§ **Page text**
════

All technology shifts that give individuals a larger audience — from the printing press on, Bertin said — tend to make authority figures uncomfortable. More student censorship issues have emerged as young people gain more access to outlets for expression, such as the ability to post videos to YouTube, publish their thoughts on personal blogs and spread ideas through social media such as Facebook.
“We do see more of these situations and they will probably continue to increase until clearer legal rules emerge,” Bertin said.
Schools, for example, have suspended students and teachers because of material posted on their social media accounts, even when the activities took place outside of school hours and off school property.
“With more forms of expression, there are more reasons to engage in censorship if the people in charge are uncomfortable with forms of expression that younger generations are using,” she said.
Educators have struggled with their role in policing online behavior, particularly when it comes to issues such as cyberbullying and general online safety as students move behavior that once could have been regulated in the hallways to the digital world.
In cases where someone feels threatened or which cross over into criminal conduct, Bertin said, schools should refer cases to local authorities. But short of that, she said, her organization believes that other measures — such as asking a student to write an essay, or to clean a classroom — are better than what she called the “almost nuclear” option of suspension.
And the reaction to the Harlem Shake videos, she said, were out of line by any measure.
“If it upset people for legitimate reasons — and no one claimed they were coerced into participating, that they felt embarrassed or that they were in any way intimidated by the situation — but if it affected the school environment, then there might be a legitimate reason for the school to call the kids together and say, ‘You did this and it caused some of your fellow students to feel deeply uncomfortable,’ ” she said.
The best option, she thinks, would have been for schools to ignore the videos altogether.
“We are very strongly in the camp of telling schools that this is protected speech. Even if it’s unpleasant, we do protect that kind of speech in this country and should, as much for students as adults,” she said.

════

§ **Record extracts**
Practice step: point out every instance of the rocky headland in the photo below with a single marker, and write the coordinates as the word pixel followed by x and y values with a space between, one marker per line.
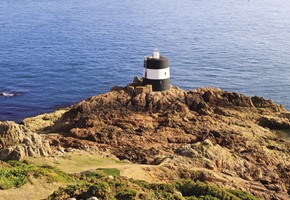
pixel 204 134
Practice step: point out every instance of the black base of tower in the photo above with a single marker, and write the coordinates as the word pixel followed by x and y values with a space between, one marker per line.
pixel 157 85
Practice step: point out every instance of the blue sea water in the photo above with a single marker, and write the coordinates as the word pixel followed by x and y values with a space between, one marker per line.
pixel 54 53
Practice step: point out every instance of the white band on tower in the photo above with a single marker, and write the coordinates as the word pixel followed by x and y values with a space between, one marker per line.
pixel 157 74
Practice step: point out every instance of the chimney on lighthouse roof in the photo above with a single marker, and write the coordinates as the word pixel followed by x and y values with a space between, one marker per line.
pixel 156 72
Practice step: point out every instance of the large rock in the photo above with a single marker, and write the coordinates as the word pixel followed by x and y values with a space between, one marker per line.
pixel 208 129
pixel 16 142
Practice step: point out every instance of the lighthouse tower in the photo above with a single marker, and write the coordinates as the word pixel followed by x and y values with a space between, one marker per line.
pixel 156 72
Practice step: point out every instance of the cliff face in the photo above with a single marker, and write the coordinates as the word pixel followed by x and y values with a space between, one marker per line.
pixel 16 142
pixel 209 134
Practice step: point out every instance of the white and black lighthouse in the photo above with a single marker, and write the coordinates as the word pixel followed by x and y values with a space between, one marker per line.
pixel 156 72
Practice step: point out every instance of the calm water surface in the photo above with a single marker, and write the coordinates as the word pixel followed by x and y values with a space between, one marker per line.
pixel 54 53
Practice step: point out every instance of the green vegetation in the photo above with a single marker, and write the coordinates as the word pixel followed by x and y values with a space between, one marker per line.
pixel 106 183
pixel 200 190
pixel 16 174
pixel 110 171
pixel 119 188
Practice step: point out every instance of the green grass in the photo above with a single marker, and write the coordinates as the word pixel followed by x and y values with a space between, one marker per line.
pixel 110 171
pixel 106 183
pixel 98 184
pixel 16 174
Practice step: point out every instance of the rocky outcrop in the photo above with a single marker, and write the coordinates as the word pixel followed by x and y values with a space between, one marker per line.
pixel 221 133
pixel 16 142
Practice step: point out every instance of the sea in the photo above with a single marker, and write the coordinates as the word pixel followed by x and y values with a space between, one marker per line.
pixel 55 53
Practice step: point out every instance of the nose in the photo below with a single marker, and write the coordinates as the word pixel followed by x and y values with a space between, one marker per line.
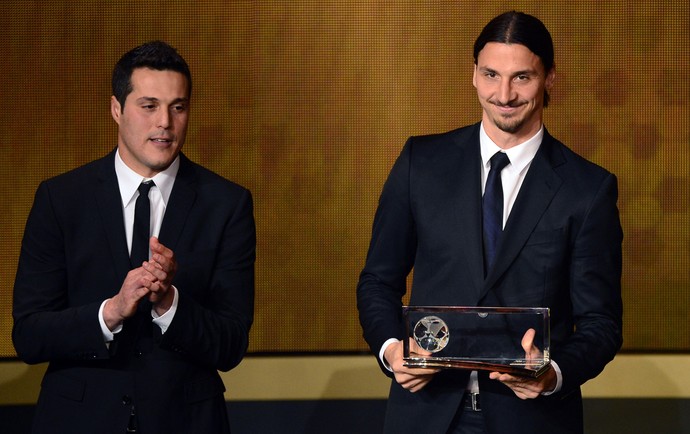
pixel 505 92
pixel 164 118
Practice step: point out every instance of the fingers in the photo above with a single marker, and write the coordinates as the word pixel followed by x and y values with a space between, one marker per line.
pixel 162 264
pixel 412 379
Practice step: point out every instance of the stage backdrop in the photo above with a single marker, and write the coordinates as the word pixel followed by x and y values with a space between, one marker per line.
pixel 308 103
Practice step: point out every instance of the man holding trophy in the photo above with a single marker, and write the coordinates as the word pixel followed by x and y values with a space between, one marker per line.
pixel 497 219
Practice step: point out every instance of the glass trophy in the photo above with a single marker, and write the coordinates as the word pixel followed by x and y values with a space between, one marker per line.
pixel 512 340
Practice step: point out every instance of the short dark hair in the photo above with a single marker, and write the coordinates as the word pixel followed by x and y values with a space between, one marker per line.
pixel 519 28
pixel 156 55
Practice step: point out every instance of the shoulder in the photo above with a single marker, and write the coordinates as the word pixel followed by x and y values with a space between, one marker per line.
pixel 84 177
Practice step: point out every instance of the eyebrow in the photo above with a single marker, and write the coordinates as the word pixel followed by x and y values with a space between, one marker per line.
pixel 154 99
pixel 514 74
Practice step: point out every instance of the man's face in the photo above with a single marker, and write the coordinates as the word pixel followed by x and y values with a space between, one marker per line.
pixel 510 82
pixel 153 123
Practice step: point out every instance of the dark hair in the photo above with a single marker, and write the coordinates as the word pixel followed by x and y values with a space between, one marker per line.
pixel 154 55
pixel 519 28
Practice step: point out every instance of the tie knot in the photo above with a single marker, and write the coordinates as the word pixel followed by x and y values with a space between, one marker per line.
pixel 499 161
pixel 144 187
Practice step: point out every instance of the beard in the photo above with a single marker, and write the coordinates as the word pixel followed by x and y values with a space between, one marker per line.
pixel 512 123
pixel 510 126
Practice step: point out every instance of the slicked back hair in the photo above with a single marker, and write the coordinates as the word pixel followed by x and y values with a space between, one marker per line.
pixel 156 55
pixel 519 28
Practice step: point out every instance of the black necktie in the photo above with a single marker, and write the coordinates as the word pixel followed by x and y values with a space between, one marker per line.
pixel 142 223
pixel 492 207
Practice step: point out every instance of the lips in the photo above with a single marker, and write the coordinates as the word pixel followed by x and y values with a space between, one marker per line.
pixel 161 140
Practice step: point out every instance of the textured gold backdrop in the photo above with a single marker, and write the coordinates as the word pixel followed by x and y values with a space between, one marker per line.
pixel 307 103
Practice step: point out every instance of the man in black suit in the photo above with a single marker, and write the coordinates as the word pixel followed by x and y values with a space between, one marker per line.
pixel 135 342
pixel 558 245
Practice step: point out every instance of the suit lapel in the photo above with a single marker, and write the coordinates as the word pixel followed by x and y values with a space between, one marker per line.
pixel 109 202
pixel 538 189
pixel 181 200
pixel 468 212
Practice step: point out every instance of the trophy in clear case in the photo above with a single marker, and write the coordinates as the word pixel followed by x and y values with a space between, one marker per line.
pixel 512 340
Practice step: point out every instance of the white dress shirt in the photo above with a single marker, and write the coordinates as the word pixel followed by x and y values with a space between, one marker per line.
pixel 159 195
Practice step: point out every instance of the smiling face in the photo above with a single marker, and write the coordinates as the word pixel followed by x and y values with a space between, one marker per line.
pixel 153 124
pixel 510 82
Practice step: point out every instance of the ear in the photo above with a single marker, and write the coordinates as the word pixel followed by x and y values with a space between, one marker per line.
pixel 550 78
pixel 115 109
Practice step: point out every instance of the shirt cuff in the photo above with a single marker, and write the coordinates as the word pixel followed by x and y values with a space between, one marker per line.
pixel 559 379
pixel 383 351
pixel 108 335
pixel 163 321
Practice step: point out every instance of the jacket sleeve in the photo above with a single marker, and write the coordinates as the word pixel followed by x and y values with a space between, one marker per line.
pixel 382 283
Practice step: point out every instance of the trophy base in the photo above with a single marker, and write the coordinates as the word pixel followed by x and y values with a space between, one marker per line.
pixel 522 368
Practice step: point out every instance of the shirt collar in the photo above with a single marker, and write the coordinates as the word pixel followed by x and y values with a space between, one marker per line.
pixel 128 180
pixel 520 155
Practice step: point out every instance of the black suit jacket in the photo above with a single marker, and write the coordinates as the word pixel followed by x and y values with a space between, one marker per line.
pixel 74 255
pixel 561 248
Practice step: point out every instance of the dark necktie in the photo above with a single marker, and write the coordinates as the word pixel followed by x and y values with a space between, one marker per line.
pixel 492 208
pixel 142 223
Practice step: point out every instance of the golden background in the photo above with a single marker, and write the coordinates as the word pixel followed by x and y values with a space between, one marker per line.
pixel 308 103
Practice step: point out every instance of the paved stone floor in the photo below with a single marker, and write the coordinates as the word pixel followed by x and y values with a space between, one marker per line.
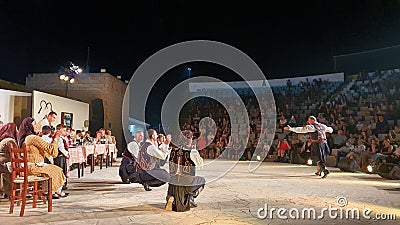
pixel 100 198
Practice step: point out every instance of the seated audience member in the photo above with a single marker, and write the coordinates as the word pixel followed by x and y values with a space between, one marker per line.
pixel 46 136
pixel 386 151
pixel 37 150
pixel 111 140
pixel 339 140
pixel 283 147
pixel 344 151
pixel 87 138
pixel 8 137
pixel 371 152
pixel 394 157
pixel 63 154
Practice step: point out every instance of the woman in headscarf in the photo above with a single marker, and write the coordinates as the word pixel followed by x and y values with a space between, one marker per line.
pixel 26 128
pixel 8 136
pixel 37 150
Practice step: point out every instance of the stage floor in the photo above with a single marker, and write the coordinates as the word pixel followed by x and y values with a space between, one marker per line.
pixel 101 198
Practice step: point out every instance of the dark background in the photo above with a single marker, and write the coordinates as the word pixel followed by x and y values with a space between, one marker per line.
pixel 288 39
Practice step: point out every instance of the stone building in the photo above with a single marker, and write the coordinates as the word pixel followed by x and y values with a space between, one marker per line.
pixel 103 91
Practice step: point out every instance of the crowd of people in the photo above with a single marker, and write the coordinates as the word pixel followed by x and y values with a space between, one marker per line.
pixel 364 117
pixel 47 146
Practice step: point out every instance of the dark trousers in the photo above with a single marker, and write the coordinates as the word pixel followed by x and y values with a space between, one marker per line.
pixel 154 178
pixel 61 162
pixel 319 151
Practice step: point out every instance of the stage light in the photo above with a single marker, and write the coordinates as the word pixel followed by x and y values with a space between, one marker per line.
pixel 370 169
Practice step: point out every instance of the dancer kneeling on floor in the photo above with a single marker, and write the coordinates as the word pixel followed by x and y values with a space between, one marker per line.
pixel 184 185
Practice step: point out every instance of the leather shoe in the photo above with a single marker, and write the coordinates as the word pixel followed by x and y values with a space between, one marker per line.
pixel 146 187
pixel 196 193
pixel 193 204
pixel 56 196
pixel 170 201
pixel 326 172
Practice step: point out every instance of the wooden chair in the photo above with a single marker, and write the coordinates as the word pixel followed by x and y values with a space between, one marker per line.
pixel 22 184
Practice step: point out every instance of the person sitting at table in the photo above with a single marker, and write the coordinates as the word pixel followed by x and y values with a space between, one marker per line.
pixel 37 150
pixel 88 139
pixel 101 137
pixel 8 136
pixel 150 174
pixel 46 136
pixel 111 140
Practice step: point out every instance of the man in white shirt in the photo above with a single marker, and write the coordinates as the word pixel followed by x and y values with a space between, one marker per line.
pixel 319 145
pixel 63 154
pixel 150 174
pixel 184 185
pixel 48 120
pixel 134 146
pixel 127 169
pixel 46 132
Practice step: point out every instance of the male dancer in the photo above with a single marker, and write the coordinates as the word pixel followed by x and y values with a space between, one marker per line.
pixel 184 185
pixel 150 173
pixel 319 145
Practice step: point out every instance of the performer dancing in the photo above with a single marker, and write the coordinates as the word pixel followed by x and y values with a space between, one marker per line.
pixel 127 169
pixel 184 185
pixel 149 173
pixel 319 145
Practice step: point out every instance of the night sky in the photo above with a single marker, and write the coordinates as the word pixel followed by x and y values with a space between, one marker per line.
pixel 291 39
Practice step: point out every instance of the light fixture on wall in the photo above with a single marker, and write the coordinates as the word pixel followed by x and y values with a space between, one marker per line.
pixel 67 74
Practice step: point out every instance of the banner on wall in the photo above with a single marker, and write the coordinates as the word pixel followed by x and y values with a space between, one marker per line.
pixel 72 113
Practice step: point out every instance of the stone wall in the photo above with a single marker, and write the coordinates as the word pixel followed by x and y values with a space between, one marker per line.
pixel 86 88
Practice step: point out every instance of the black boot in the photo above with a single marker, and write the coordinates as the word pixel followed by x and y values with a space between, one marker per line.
pixel 326 172
pixel 193 204
pixel 146 186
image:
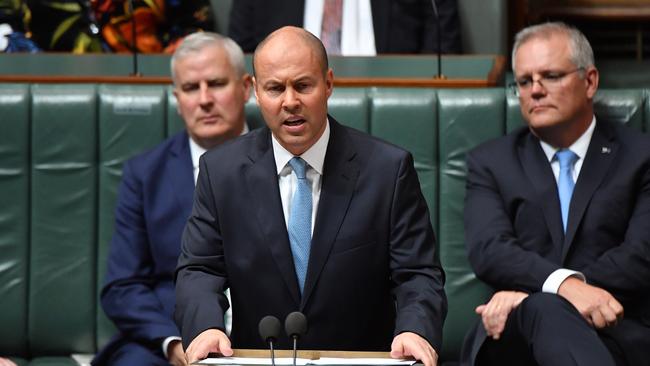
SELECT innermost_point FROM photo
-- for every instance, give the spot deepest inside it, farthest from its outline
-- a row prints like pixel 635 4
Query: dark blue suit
pixel 154 202
pixel 515 237
pixel 372 270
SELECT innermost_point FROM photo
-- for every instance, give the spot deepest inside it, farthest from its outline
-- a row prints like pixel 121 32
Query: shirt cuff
pixel 166 343
pixel 555 279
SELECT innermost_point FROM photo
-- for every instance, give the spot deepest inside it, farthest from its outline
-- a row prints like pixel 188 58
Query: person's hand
pixel 175 354
pixel 209 341
pixel 409 344
pixel 495 313
pixel 597 306
pixel 6 362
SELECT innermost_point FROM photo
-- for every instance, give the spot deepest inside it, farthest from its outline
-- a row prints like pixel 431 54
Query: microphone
pixel 296 326
pixel 439 49
pixel 269 329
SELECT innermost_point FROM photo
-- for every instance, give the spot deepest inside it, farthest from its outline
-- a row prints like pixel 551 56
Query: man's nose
pixel 537 89
pixel 205 96
pixel 291 101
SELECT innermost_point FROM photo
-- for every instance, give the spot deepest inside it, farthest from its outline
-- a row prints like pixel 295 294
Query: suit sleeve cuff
pixel 555 279
pixel 166 343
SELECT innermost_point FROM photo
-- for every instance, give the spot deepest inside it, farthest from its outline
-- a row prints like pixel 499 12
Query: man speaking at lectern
pixel 308 215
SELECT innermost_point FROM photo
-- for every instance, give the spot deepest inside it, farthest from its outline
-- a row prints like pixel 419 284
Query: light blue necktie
pixel 565 183
pixel 300 220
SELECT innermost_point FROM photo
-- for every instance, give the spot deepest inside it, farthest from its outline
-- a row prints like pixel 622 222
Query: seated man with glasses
pixel 557 220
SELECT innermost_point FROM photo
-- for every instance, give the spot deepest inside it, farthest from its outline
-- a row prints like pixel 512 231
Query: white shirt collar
pixel 579 147
pixel 314 156
pixel 196 151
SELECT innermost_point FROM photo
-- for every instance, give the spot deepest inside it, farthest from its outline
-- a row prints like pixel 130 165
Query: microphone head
pixel 270 328
pixel 295 324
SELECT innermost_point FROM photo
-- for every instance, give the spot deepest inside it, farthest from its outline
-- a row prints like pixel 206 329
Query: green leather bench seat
pixel 61 151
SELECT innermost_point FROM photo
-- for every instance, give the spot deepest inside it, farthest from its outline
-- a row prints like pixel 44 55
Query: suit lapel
pixel 600 154
pixel 340 174
pixel 540 175
pixel 180 172
pixel 262 183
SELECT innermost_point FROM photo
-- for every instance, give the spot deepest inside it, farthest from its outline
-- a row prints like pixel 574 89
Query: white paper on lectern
pixel 361 361
pixel 283 361
pixel 288 361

════

§ **Exercises**
• A. In the passage on student censorship, what measures does Bertin's organization consider better than suspension?
• B. From the passage on student censorship, quote the text word for word, starting at "Educators have struggled" and ending at "by any measure.".

§ **In response**
• A. Asking a student to write an essay or to clean a classroom.

• B.
Educators have struggled with their role in policing online behavior, particularly when it comes to issues such as cyberbullying and general online safety as students move behavior that once could have been regulated in the hallways to the digital world.
In cases where someone feels threatened or which cross over into criminal conduct, Bertin said, schools should refer cases to local authorities. But short of that, she said, her organization believes that other measures — such as asking a student to write an essay, or to clean a classroom — are better than what she called the “almost nuclear” option of suspension.
And the reaction to the Harlem Shake videos, she said, were out of line by any measure.